→ **Задание A**:
Переведите на английский язык предложение из исходного текста: «Характерной особенностью образного строя исследуемой миниатюры является антитеза».
═══ Исходный текст
В небольшом по объему прозаическом тексте («Слепая» занимает менее двух страниц) речь идет о том, как в «радостный, солнечный день» компания дачников совершает прогулку. Состояние беззаботности, в котором находятся люди, нарушается встречей с маленькой слепой девочкой. Слепая вызывает у них противоречивые чувства - испуга и нежности, горечи и жалости. Расставшись с девочкой, герои продолжают путь по улице дачного поселка и входят в лес, однако по-прежнему пребывают в смятении, связанном со слепой. В ходе спонтанно возникшего разговора один из участников прогулки утверждает, что слепота - удел незрячих; другой настаивает на том, что слепы все, в том числе и имеющие зрение. В финале герои выходят из леса на освещенный солнцем луг. Такова фабула. Несмотря на лапидарность и открытый финал, данная миниатюра является вполне законченным произведением, внутренне завершенным как тематически, так и структурно.

Характерной особенностью образного строя исследуемой миниатюры является антитеза. Контраст - основной композиционный и стилевой прием - организует текст на всех его уровнях. Миниатюра начинается с сообщения о том, что «шумные и веселые» дачники неожиданно «смутились и замолчали». Причина внезапной смены настроения - маленькая слепая девочка. Увидев ее, одна из барышень, «самая хорошенькая и самая веселая», становится «вдруг неожиданно серьезной и грустной». Контраст эпитетов, характеризующих героиню, подчеркивается повтором местоимения «самая», указывающим и на исключительность барышни, и на степень переживаемого ею потрясения. Маленькая слепая противостоит взрослым зрячим, радостный солнечный день - безрадостной темной ночи, в которой живет пораженный недугом ребенок. Примечательна контекстуальная антонимия «день - ночь» в ее соотнесенности с понятием «жизнь». В данной антитезе понятия, приобретающие философское значение, оказываются взаимозаменяемыми.

В диалоге барышни со слепой звучат вопросы, определяющие проблематику миниатюры в целом: «Ты ничего не видишь? <...> Разве ты знаешь дорогу? <...> Знаешь ты дорогу домой?» [Гофман 2007: 248]. Ключевые слова здесь «работают» на надтекстовом уровне, формируя основные оппозиции текста: «зрение - слепота», «знание - незнание». Слепую трудно назвать собеседницей. В этом диалоге ей принадлежит

только одно слово «знаю», произнесенное «рассеянно и равнодушно». Разговорчивая взволнованная барышня противостоит рассеянной и равнодушной девочке. В разговоре со слепой барышня является в несвойственной ей роли матери (заботливо наклоняется над девочкой, «в голосе ее вдруг зазвучало что-то теплое и материн-ски-ласковое, чего не было в нем прежде» [Гофман 2007: 248]), стремясь соединить в себе две взаимоисключающие женские сущности - «барышню» и «мать».
══════
→ **Задание B**:
Верните без изменений фрагмент записей, который открывается строкой с «det: hockey stick» и закрывается строкой с «[729,356,930,443]». Обе граничные строки входят во фрагмент.
═══ Материал к заданию
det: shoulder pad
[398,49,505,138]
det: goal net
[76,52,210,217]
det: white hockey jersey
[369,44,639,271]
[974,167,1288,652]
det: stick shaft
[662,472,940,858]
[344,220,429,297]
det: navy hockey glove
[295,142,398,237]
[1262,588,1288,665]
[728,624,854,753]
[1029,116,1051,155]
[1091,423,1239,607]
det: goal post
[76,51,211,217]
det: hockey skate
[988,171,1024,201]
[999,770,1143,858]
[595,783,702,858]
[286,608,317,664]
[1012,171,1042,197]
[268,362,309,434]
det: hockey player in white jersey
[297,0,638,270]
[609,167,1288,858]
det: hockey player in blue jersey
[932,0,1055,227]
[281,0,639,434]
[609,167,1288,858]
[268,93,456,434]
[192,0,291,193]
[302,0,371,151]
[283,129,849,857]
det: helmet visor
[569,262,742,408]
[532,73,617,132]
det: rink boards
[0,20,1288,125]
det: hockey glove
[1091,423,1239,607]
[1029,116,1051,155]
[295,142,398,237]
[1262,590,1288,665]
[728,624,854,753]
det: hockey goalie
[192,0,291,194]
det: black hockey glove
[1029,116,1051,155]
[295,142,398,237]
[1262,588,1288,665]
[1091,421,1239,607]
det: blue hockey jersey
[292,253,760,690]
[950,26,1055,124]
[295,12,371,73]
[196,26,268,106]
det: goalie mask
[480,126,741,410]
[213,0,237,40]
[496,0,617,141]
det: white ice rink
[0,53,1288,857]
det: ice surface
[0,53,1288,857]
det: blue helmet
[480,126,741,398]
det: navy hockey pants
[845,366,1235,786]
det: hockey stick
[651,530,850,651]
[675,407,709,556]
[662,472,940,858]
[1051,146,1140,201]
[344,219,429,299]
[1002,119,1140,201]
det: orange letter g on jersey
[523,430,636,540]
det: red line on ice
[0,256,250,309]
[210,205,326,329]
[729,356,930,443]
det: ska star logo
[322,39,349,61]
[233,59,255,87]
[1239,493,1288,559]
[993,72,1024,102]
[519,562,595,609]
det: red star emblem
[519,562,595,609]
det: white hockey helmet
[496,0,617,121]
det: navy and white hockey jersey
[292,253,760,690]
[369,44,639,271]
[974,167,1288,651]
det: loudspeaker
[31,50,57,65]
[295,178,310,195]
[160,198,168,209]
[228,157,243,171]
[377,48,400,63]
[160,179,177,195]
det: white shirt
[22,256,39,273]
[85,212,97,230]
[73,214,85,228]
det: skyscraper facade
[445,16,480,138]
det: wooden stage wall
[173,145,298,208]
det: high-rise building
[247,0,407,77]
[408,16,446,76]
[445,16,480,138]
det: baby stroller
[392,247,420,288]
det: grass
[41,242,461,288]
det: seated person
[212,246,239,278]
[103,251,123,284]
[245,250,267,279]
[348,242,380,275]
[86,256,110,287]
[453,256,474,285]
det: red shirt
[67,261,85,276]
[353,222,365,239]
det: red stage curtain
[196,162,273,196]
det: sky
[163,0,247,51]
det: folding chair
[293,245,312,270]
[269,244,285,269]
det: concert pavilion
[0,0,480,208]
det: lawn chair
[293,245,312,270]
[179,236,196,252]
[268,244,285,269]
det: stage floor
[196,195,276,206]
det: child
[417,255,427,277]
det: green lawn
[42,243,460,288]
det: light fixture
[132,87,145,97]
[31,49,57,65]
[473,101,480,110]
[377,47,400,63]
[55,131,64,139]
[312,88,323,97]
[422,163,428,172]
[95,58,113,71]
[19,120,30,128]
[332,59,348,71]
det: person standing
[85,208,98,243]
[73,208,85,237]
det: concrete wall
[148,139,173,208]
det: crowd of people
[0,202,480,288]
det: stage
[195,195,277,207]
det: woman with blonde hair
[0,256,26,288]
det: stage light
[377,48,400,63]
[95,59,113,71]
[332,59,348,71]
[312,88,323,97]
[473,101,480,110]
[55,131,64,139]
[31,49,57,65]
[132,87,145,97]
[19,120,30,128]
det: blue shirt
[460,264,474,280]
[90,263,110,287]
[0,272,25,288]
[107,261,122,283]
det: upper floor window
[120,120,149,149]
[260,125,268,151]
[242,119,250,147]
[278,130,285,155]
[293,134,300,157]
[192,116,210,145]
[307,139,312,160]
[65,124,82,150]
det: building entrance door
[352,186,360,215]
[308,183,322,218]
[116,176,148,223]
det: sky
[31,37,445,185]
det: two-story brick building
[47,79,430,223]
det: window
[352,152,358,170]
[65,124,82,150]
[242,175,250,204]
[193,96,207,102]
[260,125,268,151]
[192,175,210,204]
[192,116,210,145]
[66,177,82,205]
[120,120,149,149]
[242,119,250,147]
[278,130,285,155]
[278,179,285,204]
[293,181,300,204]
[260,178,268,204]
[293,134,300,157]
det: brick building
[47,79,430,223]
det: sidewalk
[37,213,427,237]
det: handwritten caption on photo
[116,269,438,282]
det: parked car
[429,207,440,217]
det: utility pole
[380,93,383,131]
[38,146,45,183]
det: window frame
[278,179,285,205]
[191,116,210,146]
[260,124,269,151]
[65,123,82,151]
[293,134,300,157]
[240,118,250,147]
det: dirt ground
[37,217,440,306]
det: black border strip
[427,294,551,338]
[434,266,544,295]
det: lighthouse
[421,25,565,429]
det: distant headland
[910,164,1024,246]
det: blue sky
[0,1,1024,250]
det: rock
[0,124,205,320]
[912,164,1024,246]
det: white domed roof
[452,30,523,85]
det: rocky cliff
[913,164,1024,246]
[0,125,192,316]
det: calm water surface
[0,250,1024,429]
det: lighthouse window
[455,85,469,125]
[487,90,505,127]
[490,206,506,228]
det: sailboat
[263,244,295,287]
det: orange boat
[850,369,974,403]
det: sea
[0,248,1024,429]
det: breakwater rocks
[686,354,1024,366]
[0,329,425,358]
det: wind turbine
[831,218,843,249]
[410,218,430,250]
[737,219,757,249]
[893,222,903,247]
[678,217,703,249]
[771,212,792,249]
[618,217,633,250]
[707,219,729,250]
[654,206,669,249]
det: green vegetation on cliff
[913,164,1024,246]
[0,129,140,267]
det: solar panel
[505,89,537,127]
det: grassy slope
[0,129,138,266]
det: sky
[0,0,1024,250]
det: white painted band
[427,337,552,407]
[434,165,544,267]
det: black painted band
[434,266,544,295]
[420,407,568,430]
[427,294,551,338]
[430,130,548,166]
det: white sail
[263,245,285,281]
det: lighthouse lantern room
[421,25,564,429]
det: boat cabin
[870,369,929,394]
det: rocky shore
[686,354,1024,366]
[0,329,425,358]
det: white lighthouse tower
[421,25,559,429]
══════
→ **Итоговый ответ A**:
A characteristic feature of the imagery of the miniature under study is antithesis.

→ **Итоговый ответ B**:
det: hockey stick
[651,530,850,651]
[675,407,709,556]
[662,472,940,858]
[1051,146,1140,201]
[344,219,429,299]
[1002,119,1140,201]
det: orange letter g on jersey
[523,430,636,540]
det: red line on ice
[0,256,250,309]
[210,205,326,329]
[729,356,930,443]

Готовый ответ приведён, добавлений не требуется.